» Exercise details:
Reproduce the part of the blog post below starting at "There are two" and ending at "day of reckoning.", keeping every word and punctuation mark unchanged.

Mrs Woog is requesting I take you for a hop down Jilted Schmilted Road. Many of my friends and myself included have dined out on this story for years. So I am happy to pass it on to the Woogsworld community.
This post is based on a blog I started in 2005 called, funnily enough, Jilted Schmilted. At the time I was bitter, now I am just glad I am not freezing my tits off at a Roosters game.
There are two things, however, that still irk me:
1. How I gave my power away to undeserving men in my 20s and 30s (The Blacksmith and Rex Mossop not included here).
2. How The Philanderer, my ex, stayed with me for so long, when even by his own account I did not love him the way he 'deserved to be loved'.
Towards the end, he did not even like me, so he should have turned the tap off long before the day of reckoning.
I am not the clean skin in this. Our relationship coincided with the start of my mental illness. At the time, my friends anxiety and depression were kicking my arse, so I did some things I am not proud of during this relationship.

» Supplied information:

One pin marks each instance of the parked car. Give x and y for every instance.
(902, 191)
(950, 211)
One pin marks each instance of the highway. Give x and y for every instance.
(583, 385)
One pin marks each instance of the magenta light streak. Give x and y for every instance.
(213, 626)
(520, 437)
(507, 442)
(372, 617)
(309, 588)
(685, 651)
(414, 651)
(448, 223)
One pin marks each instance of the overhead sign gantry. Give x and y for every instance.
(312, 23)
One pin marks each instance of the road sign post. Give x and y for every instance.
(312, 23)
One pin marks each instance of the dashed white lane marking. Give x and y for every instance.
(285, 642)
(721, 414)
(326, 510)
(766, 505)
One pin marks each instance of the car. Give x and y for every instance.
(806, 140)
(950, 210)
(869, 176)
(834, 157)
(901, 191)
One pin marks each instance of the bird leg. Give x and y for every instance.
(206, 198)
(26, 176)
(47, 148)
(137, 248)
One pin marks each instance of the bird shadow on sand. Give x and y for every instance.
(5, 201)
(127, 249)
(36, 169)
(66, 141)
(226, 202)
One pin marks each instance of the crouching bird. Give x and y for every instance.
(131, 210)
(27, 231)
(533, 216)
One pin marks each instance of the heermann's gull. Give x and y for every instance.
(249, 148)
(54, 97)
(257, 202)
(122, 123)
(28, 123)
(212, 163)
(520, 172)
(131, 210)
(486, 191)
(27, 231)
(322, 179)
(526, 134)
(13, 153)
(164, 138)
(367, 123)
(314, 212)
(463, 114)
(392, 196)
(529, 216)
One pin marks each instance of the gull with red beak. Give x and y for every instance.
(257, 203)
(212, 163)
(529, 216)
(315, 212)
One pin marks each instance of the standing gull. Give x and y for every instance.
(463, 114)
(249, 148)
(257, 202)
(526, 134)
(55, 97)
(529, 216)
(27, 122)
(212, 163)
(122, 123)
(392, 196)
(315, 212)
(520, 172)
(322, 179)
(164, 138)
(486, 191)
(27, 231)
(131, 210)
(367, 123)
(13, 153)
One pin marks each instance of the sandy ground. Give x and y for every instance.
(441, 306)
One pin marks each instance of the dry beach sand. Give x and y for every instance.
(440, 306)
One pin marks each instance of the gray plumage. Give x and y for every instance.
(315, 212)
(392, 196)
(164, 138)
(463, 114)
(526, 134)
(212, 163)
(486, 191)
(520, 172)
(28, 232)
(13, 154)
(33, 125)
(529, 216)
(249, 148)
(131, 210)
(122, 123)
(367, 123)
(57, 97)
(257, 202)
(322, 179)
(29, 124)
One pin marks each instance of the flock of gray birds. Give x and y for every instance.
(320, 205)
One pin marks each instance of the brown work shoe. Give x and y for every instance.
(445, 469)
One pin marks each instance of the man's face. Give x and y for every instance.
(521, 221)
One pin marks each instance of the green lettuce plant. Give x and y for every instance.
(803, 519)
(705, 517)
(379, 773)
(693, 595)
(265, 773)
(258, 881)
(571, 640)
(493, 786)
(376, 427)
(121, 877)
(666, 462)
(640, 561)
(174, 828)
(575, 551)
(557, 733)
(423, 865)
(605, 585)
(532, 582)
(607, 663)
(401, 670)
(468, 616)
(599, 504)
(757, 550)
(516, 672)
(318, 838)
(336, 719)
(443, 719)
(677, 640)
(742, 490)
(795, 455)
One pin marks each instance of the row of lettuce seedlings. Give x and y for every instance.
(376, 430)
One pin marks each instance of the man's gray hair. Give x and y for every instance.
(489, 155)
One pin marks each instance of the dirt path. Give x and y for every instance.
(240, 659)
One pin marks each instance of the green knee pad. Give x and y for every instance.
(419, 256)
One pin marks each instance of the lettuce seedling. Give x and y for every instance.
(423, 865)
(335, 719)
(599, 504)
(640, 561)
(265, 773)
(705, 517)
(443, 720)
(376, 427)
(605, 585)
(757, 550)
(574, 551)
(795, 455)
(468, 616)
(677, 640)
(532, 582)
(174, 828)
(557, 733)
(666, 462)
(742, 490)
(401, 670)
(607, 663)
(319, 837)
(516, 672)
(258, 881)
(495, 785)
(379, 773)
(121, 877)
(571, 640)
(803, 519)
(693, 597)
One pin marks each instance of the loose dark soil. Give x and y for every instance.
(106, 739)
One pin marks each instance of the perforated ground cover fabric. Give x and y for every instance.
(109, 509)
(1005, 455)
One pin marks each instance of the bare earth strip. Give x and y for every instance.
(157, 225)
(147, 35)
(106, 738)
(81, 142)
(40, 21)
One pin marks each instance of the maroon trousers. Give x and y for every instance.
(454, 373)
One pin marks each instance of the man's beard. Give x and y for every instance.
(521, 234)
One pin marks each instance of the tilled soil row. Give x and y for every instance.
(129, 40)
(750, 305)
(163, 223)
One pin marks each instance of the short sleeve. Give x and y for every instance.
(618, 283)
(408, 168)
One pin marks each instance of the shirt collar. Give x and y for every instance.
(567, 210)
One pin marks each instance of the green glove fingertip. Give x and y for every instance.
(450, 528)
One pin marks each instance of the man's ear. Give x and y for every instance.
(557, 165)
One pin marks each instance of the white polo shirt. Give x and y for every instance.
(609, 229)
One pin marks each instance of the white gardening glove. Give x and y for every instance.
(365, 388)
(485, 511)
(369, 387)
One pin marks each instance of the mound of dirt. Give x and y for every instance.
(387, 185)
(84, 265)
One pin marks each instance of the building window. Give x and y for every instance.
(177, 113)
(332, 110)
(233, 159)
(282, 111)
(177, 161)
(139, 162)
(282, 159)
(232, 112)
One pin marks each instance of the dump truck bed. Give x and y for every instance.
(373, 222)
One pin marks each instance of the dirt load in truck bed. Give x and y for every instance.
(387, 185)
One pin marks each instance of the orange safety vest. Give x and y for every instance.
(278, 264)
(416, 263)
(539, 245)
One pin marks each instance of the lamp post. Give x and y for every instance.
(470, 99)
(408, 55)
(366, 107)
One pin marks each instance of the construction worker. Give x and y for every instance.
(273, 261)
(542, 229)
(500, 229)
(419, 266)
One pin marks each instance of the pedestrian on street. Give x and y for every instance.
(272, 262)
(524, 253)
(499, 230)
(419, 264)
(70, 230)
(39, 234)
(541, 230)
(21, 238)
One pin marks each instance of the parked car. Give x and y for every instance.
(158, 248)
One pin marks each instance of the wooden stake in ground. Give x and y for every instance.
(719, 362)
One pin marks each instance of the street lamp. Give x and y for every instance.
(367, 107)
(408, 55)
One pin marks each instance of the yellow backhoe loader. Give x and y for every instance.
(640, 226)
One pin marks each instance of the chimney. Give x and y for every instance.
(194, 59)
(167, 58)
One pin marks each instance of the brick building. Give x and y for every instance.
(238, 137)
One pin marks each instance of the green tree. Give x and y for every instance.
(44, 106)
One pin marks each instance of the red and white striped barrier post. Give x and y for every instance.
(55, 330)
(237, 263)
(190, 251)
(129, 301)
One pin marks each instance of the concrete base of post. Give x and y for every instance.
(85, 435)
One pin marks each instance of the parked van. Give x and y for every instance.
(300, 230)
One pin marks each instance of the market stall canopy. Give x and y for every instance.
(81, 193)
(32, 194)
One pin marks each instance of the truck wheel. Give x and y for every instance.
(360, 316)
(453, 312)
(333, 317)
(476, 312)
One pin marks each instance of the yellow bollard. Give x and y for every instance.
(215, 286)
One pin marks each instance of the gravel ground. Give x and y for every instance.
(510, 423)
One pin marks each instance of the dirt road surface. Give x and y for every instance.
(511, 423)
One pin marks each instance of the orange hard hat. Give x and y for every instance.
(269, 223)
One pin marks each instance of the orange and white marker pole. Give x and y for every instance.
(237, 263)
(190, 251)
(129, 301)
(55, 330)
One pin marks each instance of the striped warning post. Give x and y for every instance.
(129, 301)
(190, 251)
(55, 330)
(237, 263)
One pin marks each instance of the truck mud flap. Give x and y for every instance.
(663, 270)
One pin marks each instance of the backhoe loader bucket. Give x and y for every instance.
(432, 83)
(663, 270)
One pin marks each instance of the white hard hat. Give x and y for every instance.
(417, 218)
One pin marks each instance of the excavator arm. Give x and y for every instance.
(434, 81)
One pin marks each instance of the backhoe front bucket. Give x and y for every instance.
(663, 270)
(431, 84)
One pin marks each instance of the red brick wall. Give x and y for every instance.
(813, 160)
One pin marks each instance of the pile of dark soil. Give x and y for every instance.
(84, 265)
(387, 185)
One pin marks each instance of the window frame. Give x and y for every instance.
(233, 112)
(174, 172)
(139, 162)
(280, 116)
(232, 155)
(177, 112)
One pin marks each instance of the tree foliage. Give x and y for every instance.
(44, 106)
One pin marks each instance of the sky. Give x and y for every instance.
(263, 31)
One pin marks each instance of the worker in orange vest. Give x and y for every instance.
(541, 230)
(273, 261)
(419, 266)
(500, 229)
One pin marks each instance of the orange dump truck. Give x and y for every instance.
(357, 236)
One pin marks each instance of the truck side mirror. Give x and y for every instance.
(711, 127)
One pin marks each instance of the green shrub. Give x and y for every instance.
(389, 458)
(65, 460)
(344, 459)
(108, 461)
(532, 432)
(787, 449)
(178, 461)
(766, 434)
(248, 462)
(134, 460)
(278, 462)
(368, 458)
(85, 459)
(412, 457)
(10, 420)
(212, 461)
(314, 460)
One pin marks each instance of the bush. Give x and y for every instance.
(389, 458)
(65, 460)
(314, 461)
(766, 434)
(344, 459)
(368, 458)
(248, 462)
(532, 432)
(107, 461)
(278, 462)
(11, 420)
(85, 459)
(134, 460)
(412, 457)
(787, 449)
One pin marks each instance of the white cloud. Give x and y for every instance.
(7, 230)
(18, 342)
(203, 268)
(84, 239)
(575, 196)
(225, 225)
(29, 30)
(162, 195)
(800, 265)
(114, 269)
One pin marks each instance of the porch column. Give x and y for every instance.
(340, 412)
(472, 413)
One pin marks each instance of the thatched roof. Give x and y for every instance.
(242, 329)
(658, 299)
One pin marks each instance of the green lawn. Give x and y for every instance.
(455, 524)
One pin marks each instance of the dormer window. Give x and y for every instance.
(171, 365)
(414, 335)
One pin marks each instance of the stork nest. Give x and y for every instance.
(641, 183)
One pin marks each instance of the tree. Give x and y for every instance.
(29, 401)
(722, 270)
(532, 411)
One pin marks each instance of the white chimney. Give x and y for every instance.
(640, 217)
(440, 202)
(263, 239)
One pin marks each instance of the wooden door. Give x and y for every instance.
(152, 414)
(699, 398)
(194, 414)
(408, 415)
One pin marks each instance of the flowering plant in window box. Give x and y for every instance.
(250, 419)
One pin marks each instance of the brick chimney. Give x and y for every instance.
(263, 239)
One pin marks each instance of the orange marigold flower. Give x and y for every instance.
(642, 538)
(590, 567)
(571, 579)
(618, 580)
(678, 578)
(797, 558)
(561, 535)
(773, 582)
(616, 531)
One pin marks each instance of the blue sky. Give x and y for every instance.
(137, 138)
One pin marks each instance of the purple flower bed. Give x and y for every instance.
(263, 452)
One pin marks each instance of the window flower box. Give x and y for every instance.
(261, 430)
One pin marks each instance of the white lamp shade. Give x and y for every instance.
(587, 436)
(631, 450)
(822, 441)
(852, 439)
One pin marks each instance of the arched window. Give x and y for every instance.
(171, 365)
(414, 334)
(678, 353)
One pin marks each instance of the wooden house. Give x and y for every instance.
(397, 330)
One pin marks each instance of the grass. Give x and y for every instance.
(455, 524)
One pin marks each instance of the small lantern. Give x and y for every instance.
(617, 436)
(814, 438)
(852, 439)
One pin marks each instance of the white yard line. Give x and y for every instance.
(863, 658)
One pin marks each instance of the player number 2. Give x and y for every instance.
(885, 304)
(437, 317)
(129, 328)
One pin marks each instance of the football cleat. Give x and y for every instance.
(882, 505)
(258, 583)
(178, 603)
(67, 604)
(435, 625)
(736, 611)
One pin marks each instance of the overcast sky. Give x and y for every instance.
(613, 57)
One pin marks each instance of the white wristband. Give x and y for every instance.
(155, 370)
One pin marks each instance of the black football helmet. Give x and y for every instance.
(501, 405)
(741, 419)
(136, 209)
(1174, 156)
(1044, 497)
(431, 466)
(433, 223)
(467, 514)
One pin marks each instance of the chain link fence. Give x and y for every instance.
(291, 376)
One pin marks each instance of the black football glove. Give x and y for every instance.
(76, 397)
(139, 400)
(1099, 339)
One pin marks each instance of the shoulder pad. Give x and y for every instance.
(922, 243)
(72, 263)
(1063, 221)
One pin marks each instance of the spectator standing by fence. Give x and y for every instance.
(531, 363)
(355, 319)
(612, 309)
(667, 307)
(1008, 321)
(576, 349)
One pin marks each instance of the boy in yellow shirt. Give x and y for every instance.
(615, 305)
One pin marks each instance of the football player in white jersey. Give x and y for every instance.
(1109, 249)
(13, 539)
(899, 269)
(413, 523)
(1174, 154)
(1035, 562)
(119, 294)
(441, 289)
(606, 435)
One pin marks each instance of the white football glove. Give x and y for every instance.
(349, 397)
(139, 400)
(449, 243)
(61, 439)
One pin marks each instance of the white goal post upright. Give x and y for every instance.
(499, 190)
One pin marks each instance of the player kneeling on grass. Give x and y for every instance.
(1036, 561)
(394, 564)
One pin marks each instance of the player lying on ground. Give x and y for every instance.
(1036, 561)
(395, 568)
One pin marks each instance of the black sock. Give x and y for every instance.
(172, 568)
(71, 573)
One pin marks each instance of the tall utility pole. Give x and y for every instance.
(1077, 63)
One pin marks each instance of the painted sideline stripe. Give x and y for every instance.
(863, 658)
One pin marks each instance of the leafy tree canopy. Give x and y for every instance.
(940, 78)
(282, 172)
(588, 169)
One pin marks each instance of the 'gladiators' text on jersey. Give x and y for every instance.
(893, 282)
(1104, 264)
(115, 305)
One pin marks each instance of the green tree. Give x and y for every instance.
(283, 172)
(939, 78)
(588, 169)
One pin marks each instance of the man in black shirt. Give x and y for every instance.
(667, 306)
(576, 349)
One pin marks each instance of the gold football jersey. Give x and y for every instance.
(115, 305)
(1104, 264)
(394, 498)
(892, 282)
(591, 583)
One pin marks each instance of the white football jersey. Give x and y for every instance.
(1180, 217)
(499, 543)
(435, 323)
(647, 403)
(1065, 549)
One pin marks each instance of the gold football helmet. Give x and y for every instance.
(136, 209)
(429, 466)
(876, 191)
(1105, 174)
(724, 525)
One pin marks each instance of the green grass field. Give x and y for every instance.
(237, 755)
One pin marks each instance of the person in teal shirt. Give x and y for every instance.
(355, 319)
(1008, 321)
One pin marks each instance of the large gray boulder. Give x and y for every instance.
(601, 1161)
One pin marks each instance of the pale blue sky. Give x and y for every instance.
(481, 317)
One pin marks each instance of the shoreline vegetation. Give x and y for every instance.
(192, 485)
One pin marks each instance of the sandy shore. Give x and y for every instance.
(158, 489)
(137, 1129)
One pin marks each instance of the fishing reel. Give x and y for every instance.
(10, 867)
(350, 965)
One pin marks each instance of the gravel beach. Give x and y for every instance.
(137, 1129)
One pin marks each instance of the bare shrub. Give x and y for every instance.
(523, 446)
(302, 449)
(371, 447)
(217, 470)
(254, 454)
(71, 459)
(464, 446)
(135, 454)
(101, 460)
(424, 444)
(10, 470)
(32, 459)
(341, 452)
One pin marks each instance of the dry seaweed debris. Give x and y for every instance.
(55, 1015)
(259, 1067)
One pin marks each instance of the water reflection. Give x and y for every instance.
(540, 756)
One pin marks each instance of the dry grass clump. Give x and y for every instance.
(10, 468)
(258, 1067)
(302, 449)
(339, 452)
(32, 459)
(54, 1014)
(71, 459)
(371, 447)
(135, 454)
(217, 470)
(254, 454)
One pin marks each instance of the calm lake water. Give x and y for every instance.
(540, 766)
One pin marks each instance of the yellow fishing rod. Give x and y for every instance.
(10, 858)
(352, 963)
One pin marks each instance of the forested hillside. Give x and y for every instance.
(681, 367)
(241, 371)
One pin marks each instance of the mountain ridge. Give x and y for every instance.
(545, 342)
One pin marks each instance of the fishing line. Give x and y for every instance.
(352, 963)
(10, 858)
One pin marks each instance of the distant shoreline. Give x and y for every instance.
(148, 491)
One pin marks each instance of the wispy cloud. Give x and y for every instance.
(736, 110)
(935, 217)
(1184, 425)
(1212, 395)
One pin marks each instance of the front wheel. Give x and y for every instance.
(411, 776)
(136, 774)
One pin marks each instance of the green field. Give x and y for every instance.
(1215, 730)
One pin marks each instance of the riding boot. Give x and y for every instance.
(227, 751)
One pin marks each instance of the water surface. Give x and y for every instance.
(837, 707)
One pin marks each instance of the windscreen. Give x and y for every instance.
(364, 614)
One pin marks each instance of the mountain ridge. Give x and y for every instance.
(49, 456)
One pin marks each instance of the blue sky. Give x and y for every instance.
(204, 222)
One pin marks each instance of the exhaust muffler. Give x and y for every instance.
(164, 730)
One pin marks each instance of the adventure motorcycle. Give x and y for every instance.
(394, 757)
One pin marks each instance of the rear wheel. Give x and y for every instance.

» Response:
There are two things, however, that still irk me:
1. How I gave my power away to undeserving men in my 20s and 30s (The Blacksmith and Rex Mossop not included here).
2. How The Philanderer, my ex, stayed with me for so long, when even by his own account I did not love him the way he 'deserved to be loved'.
Towards the end, he did not even like me, so he should have turned the tap off long before the day of reckoning.